■ TASK PROMPT
In the mailing-list reply about LibGGI display targets, why is the x target the default? Answer in one to three sentences.

■ PASSAGE GIVEN
..........
Index: [thread] [date] [subject] [author]
  From: Andreas Beck <becka@rz.uni-duesseldorf.de>
  To  : Vesna i Lale <vzivkovic@cent.co.yu>
  Date: Tue, 23 Nov 1999 21:26:56 +0100

Re: Something's wrong with my elaboration???

Hi !

[I CC to the list, as other might have wondered about similar effects.]

> I have "tested" "./showaccel" (under /degas/lib/libggi/programs/check) 
> and "./demo" (under <same-until-check>/demos)
> for GGI_DISPLAY="x", GGI_DISPLAY="xlib", GGI_DISPLAY="fbdev"
> (BTW, what is the difference between "x" and "xlib", I mean it is 
> obvious in executing but "what is what?", if "x" is "X-server", 
> than what is "x-lib"?)

xlib is an alternate way to talk to the X server. The one way (display-x) is 
allocating a piece of memory on the client side, drawing into it and flushing 
it to the server in regular intervals.

This is of course unaccelerated, except maybe for the final blit. It is very
efficient, if lots of little changes are made each frame and few highlevel
(acceleratable) commands are executedper frame. This is the default, as most
programs fall into this category.

xlib on the other hand translates every LibGGI primitive call in calls to
xlib, thus handing through the requests to the X server who can potentially
accelerate them. However this initiates a network or pseudo-network (unix
domain socket) transfer for each primitive. Thus it is only fast, if you
only call few primitives per frame and best if those are acceleratable as
well.

> Whn I run ./showaccel I got this results:
> (this is table with 4 cols , so 'maximaze' letter)
> TARGET        ACC        NOT        RAT
> only-xsrv    158904    109385    =1.45...
> x+1procs     79499     54646    =1.45...

The speedups are only due to better optimized code and less calling overhead in
libggi as compared to the test program internal code.

> ---------------------------------------------------------
> only-xlib    296782        4275    =69.4222...
> xlib+1pr.    178438        2811    =63.47....

Oh - yes. the showaccel falls into the few commands, high accel gain -
category. I get here (1min runs on PII/300 and Permedia2):
x:    Ratio :   241890 :   214815 = 1.126039
xlib: Ratio :    81260 :     1685 = 48.225519

This nicely demonstrates the calling overhead xlib has. I wonder a bit about
your values - how long did you measure 60 seconds each ? That's a bit weird,
then. The absolute values show a very fast system for xlib, but rather slow
for x ... This is pretty weird.

What's your system like ? (Hardware, X server used ?)
..........
■ DATA BLOCK
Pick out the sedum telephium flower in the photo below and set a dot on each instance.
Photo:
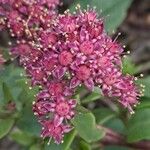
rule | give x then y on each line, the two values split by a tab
..........
■ SOLUTION TO THIS PROBLEM
The x target draws into a piece of client-side memory and flushes it to the X server at regular intervals. This is very efficient when a frame has many little changes and few high-level, acceleratable commands. It is the default because most programs fall into that category.